TASKS:
a) In the infrared post, what did the instructors pour into the mug?
b) Output the stretch of the infrared post from "I had the good" through "biggie for me.".
c) Go on with the infrared post from where it stops.

READING PASSAGE:
I was thinking along those lines, but was not sure of course, having no real experience with this. Thank you for the details!

 

I had the good fortune to see reflected LWIR in a training class. The instructors were covering various ways of surveilling wildlife at night. First they covered near-infrared photography, and took a brief video of the class in visibly dark conditions with a NIR light source. No biggie for me.

 

Then they demonstrated LWIR photography. They had a mug sitting on a platform and poured hot water into it. The LWIR camera trained on the mug showed the bottom part of the mug glowing bright white with LWIR emissions (this system had black and white output or had been adjusted to provide such). This was as expected.

SUPPLIED ENTRIES:
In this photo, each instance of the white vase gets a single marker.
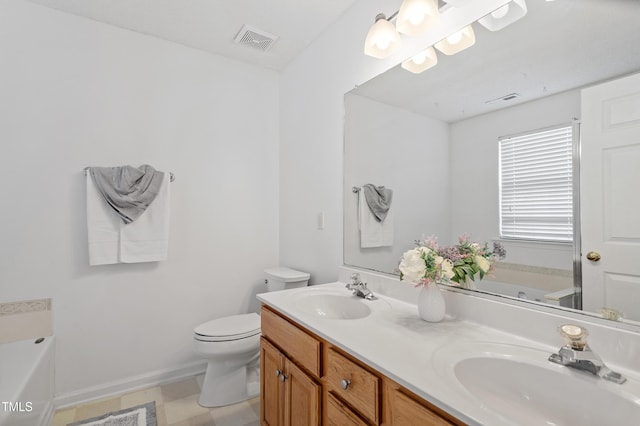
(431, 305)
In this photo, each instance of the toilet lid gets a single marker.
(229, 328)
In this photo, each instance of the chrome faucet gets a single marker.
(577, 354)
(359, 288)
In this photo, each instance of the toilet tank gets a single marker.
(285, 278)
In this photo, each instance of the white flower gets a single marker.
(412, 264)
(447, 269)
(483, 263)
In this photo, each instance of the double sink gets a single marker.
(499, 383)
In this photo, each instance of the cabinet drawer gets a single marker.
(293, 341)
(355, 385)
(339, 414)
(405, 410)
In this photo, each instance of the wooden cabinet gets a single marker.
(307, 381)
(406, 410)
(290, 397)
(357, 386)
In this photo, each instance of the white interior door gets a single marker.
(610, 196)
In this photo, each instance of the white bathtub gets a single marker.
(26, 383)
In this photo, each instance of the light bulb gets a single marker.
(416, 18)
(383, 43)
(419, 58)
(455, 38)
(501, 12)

---

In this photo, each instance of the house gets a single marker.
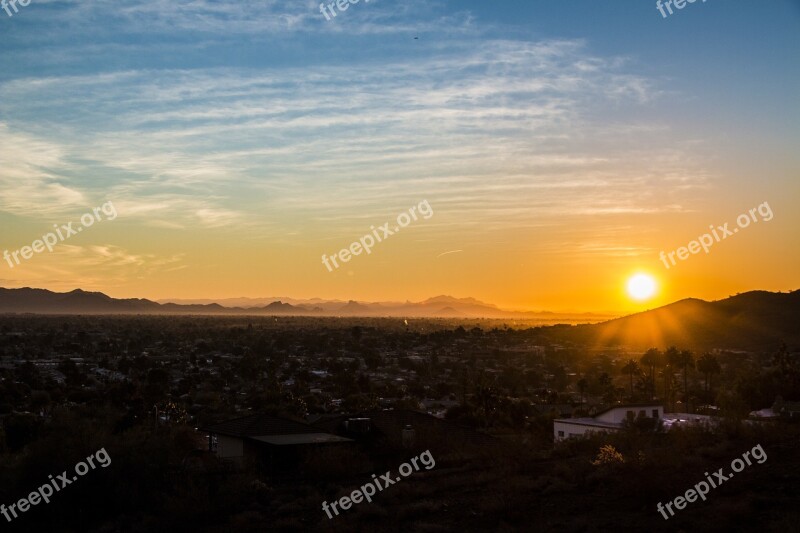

* * *

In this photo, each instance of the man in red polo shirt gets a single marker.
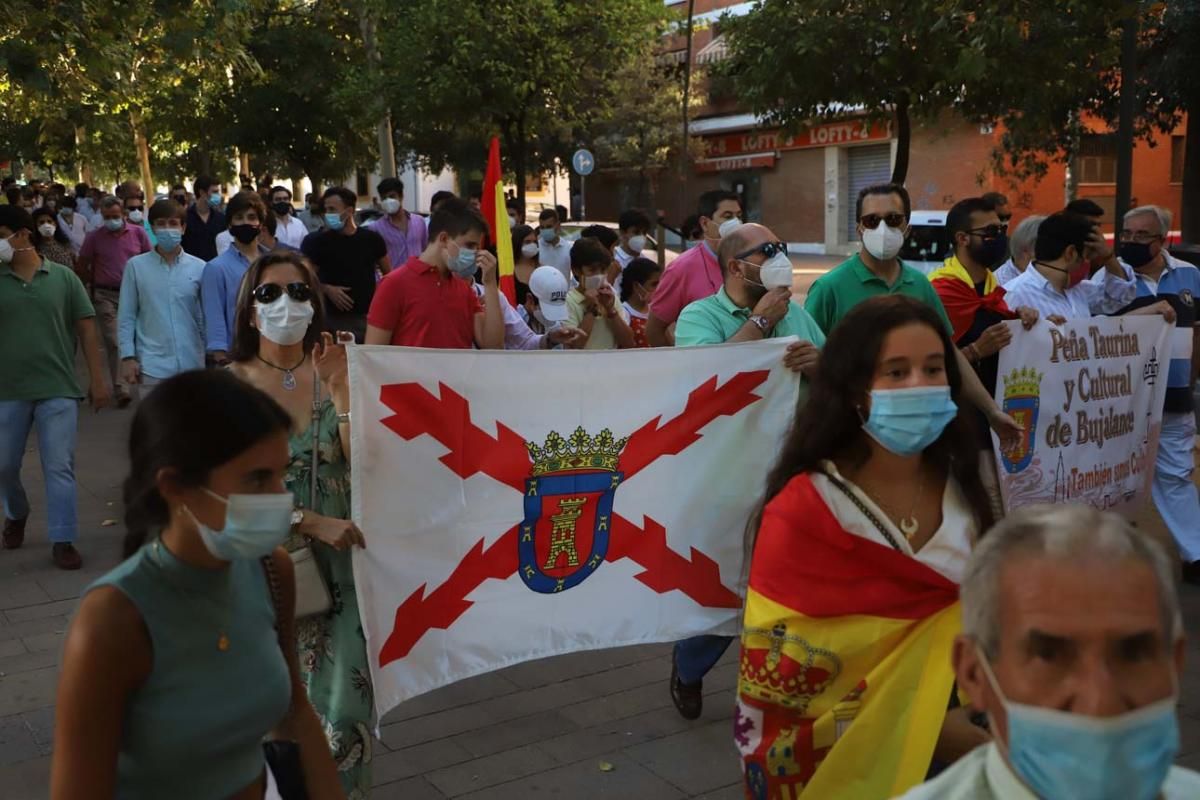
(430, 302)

ANSWERS TO THE EXERCISE:
a) Hot water.

b)
I had the good fortune to see reflected LWIR in a training class. The instructors were covering various ways of surveilling wildlife at night. First they covered near-infrared photography, and took a brief video of the class in visibly dark conditions with a NIR light source. No biggie for me.

c)
What I found fascinating, and which is something I've never seen before or since, was the reflected LWIR. Due to the angle of the camera we could see down into the mug a little ways, and we could see light from the glowing water reflected off the inside of the mug. The water wasn't directly visible but the glare from it was. This reflected light looked just like reflected visible light (given the resolution of the camera and display system and our viewing distance) and clearly showed the texture of the inside of the mug. I have to wonder if the presenters had tuned the camera to clearly show the bright thermal light from the hot surfaces while minimizing thermal light at the longer wavelengths emitted by cooler surfaces.

 

Seeing reflected LWIR was a real revelation for me. Of course it exists, but it seems to usually not be evident in LWIR photos and videos, and I'd read that most materials strongly absorb LWIR..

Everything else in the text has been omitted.